Fragmento del documento:
········
Entré a la facultad en el 2002. En el 2003 cursé segundo año, con materias propias de la carrera, no las de iniciación. Me re gustaba, me iba bárbaro, me gustaba cursar, tener nuevos amigos, nuevas salidas, fiestas. Me daba el gusto de hacer todo lo que quería, salía siempre, iba todo el tiempo a estudiar a la casa de amigas que vivían solas porque eran del interior, iba y volvía sola a a hora que quería y, encima, me iba bárbaro en la facultad. Incluso ese año terminé rindiendo los dos finales anuales en diciembre, con 2 semanas de diferencia y notas altas. Todo éxitos.
En noviembre de ese año conocí al que fue mi novio por más de cuatro años. Así que terminé el 2003 como una campeona, de novia con el chico que me había gustado, sin materias pendientes, con todo un verano de libertad por delante.
El 2004 arrancó en abril, como cualquier facultad, con materias que odié desde el día uno. No me gustaba lo que tenía que estudiar, ni las cátedras que me habían tocado, ni los docentes que eran un embole de nerds pero de los que no saben explicar, ni mis compañeros, a quienes recuerdo hasta con olores feos, ni los horarios de cursada, ni las aulas frías y muy húmedas, nada.
········
Material mostrado:
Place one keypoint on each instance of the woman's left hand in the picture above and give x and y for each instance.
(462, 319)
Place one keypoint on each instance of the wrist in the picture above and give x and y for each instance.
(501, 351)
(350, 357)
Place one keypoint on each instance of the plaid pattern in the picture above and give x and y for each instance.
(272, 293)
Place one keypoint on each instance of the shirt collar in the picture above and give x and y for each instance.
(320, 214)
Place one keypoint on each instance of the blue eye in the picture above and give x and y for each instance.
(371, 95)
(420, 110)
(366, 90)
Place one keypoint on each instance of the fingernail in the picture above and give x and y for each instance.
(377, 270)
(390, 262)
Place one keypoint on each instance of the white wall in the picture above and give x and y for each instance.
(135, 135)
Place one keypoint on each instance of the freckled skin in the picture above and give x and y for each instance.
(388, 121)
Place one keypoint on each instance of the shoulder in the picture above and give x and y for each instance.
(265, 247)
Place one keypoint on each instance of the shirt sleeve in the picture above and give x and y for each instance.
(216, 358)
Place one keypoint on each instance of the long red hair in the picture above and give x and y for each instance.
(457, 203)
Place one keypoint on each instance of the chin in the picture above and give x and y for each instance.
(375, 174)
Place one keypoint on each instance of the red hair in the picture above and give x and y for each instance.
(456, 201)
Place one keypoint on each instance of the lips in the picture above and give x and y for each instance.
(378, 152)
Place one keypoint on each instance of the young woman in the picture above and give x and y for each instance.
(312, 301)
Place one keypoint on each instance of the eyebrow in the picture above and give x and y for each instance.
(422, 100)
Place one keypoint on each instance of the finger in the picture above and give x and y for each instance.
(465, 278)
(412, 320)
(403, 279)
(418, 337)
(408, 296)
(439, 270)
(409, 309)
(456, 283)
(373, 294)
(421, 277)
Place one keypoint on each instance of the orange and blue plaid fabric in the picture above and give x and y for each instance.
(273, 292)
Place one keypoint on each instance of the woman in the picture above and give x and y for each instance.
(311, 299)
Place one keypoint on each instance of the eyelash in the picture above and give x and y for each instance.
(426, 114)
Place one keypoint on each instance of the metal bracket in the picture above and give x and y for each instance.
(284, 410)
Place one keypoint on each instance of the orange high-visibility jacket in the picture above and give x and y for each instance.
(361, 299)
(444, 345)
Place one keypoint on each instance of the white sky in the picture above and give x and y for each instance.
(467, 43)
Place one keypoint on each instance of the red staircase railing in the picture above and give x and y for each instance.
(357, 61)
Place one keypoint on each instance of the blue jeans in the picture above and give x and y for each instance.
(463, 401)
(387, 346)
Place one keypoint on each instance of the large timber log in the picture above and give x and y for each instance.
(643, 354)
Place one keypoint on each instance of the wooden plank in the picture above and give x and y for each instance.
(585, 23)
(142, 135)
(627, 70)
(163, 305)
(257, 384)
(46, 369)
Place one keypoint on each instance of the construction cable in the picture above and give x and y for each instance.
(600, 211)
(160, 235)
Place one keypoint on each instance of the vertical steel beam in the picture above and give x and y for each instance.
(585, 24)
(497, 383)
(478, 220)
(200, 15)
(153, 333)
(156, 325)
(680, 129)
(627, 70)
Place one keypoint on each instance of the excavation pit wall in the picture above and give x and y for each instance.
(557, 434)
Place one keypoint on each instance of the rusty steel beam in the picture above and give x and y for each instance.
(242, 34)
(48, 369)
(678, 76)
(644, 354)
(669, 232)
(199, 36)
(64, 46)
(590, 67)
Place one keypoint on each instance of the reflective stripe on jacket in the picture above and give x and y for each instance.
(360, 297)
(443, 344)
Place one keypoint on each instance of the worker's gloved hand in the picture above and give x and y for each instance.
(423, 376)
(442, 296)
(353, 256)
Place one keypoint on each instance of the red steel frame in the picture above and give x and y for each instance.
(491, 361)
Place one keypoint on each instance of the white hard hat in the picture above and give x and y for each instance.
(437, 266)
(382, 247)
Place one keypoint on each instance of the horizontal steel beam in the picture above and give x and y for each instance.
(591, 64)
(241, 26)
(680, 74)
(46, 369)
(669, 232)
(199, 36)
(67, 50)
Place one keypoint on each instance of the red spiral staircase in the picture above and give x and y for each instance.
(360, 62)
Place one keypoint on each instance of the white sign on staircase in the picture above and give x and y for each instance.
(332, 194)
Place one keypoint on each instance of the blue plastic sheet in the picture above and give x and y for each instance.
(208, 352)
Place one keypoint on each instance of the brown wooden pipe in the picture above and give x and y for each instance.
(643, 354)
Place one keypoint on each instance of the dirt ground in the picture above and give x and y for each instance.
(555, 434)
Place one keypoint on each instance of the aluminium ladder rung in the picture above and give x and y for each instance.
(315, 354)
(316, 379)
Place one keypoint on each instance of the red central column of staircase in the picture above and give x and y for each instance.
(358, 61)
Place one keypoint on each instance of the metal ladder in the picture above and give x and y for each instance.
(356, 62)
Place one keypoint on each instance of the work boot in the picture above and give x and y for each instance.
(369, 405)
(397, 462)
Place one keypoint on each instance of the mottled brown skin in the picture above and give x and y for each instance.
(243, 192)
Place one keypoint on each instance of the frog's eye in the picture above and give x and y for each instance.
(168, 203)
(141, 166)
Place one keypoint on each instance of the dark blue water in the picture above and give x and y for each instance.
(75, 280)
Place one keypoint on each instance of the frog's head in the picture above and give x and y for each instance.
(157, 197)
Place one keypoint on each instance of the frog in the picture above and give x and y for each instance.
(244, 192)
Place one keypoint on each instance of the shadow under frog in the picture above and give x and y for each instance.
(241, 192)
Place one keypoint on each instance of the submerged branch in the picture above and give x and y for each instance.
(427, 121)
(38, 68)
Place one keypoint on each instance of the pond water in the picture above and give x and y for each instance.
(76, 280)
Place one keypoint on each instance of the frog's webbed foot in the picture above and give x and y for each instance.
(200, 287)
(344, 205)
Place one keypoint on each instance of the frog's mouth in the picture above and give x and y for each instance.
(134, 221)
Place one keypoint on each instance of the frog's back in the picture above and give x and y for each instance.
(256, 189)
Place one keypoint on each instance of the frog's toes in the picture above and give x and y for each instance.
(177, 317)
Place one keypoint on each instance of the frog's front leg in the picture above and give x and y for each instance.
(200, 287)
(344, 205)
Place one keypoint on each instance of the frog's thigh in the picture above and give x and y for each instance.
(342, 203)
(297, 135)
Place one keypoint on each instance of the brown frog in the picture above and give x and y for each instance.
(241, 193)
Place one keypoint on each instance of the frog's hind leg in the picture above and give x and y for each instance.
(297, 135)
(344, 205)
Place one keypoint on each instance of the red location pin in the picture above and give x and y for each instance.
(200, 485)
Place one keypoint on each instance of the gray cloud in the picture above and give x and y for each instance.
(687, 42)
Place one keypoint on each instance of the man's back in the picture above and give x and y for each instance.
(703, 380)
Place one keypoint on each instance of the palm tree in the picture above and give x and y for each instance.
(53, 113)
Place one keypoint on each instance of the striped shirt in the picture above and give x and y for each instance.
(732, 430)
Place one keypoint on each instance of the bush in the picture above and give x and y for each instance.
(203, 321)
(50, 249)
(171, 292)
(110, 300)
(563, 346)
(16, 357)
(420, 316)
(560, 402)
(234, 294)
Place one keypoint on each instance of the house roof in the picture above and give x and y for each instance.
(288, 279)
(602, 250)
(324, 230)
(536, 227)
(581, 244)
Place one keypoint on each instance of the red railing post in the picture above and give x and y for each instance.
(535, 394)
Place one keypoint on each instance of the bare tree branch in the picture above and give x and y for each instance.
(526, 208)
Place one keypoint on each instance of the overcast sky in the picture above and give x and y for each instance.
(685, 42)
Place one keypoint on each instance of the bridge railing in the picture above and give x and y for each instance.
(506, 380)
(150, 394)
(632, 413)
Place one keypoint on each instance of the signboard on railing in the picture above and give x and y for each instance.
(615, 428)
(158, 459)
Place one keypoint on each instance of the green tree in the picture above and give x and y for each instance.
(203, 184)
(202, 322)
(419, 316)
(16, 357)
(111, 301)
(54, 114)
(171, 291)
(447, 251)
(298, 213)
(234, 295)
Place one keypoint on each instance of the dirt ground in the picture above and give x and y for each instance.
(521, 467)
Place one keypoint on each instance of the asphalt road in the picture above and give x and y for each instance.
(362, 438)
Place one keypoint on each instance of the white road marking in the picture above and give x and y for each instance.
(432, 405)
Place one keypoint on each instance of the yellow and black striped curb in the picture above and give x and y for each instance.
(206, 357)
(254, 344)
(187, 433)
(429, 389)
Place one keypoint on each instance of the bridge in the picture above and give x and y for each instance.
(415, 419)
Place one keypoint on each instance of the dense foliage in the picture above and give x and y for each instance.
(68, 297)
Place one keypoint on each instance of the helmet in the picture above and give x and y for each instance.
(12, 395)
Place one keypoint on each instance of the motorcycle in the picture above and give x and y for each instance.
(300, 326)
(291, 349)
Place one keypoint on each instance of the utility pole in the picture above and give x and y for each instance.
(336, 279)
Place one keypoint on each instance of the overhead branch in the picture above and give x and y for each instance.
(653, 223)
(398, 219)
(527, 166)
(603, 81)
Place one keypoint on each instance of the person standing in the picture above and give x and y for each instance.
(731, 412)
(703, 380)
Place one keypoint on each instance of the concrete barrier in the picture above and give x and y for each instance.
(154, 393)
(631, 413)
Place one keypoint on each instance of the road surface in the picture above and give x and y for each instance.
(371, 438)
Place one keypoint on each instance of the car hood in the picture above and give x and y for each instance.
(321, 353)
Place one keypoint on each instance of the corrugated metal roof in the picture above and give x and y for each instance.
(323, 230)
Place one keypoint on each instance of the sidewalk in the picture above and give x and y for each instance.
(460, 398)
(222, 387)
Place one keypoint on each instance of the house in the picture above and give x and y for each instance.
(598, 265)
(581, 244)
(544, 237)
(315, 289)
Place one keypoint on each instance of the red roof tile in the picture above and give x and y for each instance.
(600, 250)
········
Ejercicios y tareas:
1: Resume en dos oraciones el relato sobre los años de facultad.
2: Sigue el relato sobre los años de facultad a partir de donde termina.

Resultados:
1: Quien narra entró a la facultad en 2002; en 2003 le fue muy bien, disfrutaba cursar y salir, rindió los dos finales anuales en diciembre con notas altas y en noviembre conoció a quien fue su novio por más de cuatro años. En cambio, el 2004 arrancó en abril con materias que odió desde el primer día, y nada le gustaba: ni lo que tenía que estudiar, ni los docentes, ni los compañeros, ni los horarios, ni las aulas.

2:
Y claro, me empezó a ir re mal. No aprobaba, me ponía nerviosísima cursar porque siempre nos tomaban algo del temario adelante de todos y yo nunca llegaba a estudiar. La pasaba horrible.
Quería estar con mi novio y mis amigas todo el día, pero mis papás no me dejaban. Nunca me habían dejado vivir mucho, pero la amenaza del novio nuevo, bastante más grande que yo lo había acrecentado. No querían que lo vea todo el día y me repetían "¿no ves que si te ve todos los días se va a cansar de vos?" como si una fuera un objeto que el otro tenía que desear y sufrir por no obtener la suficiente cantidad de tiempo.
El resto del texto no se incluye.